Exactly the lines from the one containing "Task: where can the pink leg" through the final line of the listing are to be retyped, and nothing more.
--- Data supplied ---
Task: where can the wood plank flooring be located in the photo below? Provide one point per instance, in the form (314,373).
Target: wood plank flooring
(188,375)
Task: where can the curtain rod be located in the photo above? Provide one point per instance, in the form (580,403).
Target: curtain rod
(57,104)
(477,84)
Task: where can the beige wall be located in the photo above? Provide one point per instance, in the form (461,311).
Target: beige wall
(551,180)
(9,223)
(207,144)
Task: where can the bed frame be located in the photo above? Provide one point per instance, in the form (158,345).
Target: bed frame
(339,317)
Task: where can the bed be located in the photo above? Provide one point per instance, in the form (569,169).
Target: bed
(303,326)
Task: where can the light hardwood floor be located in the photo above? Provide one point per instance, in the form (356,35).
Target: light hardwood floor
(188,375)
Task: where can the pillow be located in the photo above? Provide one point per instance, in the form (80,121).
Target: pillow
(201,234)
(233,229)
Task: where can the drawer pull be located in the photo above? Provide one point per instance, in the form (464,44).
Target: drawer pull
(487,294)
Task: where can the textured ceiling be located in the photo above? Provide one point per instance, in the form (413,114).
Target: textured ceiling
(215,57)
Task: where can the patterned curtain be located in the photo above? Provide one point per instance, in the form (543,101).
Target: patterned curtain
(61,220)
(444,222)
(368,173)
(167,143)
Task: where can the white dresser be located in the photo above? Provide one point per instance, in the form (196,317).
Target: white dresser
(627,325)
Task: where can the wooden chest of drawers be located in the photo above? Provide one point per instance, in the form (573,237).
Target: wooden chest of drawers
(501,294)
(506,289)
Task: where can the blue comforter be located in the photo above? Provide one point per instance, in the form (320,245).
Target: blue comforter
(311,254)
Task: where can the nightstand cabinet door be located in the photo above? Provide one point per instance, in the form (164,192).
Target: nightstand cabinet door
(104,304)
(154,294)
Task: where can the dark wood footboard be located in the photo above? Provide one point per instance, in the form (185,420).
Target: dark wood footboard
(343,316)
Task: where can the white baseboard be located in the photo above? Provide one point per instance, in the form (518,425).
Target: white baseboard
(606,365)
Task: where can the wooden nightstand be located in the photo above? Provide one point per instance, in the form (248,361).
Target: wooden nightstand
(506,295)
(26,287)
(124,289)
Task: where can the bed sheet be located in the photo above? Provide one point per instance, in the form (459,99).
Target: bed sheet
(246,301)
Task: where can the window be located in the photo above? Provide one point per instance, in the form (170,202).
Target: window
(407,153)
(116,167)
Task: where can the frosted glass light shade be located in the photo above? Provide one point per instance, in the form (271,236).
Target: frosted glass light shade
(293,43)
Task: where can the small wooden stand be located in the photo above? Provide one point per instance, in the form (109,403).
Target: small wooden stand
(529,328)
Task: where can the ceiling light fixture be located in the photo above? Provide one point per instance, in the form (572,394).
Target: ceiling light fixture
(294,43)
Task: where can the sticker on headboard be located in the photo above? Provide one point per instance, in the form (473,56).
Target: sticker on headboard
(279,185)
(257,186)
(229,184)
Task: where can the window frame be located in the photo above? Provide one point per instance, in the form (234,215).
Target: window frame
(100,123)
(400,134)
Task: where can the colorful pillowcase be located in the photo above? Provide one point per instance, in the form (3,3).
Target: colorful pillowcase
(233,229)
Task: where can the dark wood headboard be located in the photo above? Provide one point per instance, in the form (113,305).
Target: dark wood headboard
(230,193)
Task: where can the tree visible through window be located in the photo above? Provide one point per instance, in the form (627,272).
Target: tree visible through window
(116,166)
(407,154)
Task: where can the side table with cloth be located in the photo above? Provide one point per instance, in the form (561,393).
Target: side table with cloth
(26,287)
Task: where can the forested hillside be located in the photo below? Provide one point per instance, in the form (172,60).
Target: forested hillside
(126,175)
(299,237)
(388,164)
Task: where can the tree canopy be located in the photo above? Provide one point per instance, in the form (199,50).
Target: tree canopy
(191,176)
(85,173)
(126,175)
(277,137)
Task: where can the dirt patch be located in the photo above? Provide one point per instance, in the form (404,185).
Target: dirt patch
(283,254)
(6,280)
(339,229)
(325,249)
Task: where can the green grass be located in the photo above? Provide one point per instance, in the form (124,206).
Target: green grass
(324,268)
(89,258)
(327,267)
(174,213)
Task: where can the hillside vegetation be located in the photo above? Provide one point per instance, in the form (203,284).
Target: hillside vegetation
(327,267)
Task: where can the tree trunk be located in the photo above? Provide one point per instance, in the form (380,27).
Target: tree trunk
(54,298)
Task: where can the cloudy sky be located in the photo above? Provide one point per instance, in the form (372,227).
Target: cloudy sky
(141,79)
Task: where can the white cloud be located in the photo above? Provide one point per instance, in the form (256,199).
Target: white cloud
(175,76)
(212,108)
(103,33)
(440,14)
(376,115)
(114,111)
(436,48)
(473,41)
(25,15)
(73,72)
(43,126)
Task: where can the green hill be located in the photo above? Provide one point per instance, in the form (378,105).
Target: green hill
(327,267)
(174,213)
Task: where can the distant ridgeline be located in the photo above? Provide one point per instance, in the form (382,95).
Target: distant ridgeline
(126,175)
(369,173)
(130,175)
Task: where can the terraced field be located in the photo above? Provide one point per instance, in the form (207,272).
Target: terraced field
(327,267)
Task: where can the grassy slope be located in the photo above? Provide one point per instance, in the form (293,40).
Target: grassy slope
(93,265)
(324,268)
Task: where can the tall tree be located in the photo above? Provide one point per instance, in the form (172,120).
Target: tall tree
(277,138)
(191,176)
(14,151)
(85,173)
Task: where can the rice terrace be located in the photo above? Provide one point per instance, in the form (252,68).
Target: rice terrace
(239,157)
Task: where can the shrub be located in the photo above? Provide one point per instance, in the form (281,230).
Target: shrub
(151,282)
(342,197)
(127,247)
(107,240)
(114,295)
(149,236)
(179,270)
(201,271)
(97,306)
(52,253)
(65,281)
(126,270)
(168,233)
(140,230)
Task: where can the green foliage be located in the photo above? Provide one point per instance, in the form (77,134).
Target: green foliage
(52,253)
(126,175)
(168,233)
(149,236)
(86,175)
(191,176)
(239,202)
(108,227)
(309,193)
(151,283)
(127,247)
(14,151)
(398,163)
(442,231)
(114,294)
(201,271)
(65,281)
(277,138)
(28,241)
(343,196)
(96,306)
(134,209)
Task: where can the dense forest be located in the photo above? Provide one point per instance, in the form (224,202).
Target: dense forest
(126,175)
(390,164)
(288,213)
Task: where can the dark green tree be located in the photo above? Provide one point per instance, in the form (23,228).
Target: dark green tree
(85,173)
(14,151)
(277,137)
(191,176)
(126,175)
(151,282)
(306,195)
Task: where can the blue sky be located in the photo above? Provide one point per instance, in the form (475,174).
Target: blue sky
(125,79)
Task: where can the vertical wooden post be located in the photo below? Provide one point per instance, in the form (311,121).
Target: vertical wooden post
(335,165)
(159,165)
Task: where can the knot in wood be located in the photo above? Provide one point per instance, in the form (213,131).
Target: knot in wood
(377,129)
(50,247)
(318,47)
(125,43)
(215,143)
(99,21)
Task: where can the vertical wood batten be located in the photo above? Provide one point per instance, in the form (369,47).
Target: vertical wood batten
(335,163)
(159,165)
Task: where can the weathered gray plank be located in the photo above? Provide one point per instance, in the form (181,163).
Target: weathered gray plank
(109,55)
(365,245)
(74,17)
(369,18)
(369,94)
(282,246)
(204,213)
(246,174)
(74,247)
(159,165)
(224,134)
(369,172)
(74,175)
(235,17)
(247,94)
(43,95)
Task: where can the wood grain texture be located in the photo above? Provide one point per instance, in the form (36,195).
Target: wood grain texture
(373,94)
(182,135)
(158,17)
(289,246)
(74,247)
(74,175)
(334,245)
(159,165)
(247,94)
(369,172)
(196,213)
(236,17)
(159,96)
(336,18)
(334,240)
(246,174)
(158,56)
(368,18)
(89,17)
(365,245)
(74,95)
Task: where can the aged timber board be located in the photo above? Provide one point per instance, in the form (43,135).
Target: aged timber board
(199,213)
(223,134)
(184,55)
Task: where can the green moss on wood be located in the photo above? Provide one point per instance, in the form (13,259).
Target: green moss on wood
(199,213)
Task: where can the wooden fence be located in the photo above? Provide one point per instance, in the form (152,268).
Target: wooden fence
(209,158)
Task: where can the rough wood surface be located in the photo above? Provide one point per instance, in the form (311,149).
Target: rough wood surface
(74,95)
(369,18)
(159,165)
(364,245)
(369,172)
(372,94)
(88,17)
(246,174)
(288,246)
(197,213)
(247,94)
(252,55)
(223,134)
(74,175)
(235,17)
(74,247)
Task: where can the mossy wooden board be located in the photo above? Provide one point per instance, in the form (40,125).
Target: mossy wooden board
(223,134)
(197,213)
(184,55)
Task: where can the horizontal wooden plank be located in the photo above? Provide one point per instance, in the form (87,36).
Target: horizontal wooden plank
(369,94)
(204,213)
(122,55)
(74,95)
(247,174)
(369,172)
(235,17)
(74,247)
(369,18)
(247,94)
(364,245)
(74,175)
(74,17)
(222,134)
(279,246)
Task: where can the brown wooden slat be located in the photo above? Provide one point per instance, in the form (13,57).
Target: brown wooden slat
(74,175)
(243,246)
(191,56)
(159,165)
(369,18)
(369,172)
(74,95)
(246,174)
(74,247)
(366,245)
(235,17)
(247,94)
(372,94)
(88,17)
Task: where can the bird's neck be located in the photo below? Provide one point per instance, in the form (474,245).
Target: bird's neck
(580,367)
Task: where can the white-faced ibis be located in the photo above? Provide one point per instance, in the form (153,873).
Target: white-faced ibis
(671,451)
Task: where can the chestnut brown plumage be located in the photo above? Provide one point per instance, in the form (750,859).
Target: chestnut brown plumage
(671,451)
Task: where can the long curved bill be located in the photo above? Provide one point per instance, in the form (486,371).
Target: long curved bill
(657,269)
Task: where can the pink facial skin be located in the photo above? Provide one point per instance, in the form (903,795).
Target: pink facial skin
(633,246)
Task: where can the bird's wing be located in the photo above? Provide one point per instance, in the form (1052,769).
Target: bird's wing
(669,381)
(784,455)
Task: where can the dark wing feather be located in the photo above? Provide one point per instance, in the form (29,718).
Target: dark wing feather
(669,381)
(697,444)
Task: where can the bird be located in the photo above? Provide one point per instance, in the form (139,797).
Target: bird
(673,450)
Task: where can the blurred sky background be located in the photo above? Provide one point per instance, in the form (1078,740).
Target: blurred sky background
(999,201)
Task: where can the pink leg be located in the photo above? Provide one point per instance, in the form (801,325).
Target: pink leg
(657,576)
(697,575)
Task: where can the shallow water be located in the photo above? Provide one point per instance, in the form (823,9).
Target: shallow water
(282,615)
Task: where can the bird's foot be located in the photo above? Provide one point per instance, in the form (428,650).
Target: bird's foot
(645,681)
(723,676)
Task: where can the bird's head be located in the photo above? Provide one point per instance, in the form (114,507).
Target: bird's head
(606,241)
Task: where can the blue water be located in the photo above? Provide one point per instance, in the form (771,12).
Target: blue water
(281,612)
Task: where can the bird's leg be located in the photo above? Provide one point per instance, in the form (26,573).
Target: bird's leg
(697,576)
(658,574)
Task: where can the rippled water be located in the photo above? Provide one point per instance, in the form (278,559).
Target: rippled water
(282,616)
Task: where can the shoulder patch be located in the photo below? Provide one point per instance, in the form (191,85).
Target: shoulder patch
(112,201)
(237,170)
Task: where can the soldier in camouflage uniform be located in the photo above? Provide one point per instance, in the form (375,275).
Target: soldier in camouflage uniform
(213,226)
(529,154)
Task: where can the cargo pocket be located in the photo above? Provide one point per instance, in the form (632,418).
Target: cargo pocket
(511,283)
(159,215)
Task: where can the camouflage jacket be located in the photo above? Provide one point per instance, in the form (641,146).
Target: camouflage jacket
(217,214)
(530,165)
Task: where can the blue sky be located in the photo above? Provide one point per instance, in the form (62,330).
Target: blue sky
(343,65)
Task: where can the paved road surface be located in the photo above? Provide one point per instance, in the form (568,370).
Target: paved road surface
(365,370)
---
Exercise output:
Task: where can the pink leg be located in the photo above? Provide one point per instance, in the form (801,325).
Target: pink leg
(657,576)
(697,575)
Task: where can the shallow water be located in the photo above? Provide one point per instance, in the form (823,9).
Target: shallow water
(282,615)
Task: where can the bird's foot be located in the photo above? Provide one point per instance, in the form (428,650).
Target: bird's foot
(645,681)
(723,676)
Task: where can the bird's head be located in the photo above? Provide one point per instance, in the form (114,507).
Target: bird's head
(606,241)
Task: where can the blue water be located in the photo above? Provide one point per instance, in the form (771,12).
Target: blue water
(281,612)
Task: where can the bird's leg be located in the photo above? Provide one point per instance, in the form (26,573).
Target: bird's leg
(697,576)
(658,574)
Task: where can the rippled water be located in the photo above? Provide one point per instance, in the form (278,559).
Target: rippled water
(282,616)
Task: where can the shoulder patch be located in the photo below? Provide one point per instance, in the form (191,85).
Target: shoulder patch
(112,201)
(237,170)
Task: where can the soldier in camouflage uniform be located in the photo above? Provide one point per instance, in the form (375,275).
Target: soldier in camouflage uniform
(213,226)
(529,154)
Task: where can the cargo pocket be located in the photo above? Provide one point per instance, in the form (632,418).
Target: cargo pocket
(511,283)
(159,215)
Task: where can the camouflage jacket be located in the photo above? Provide one point per instance, in the form (641,146).
Target: camouflage jacket
(217,214)
(530,165)
Task: where can the blue sky be located in the photo above? Provide one point per instance, in the form (62,330).
Target: blue sky
(343,65)
Task: where can the paved road surface be located in the photo above? Provide one point per instance, in the form (568,370).
Target: paved road surface
(365,370)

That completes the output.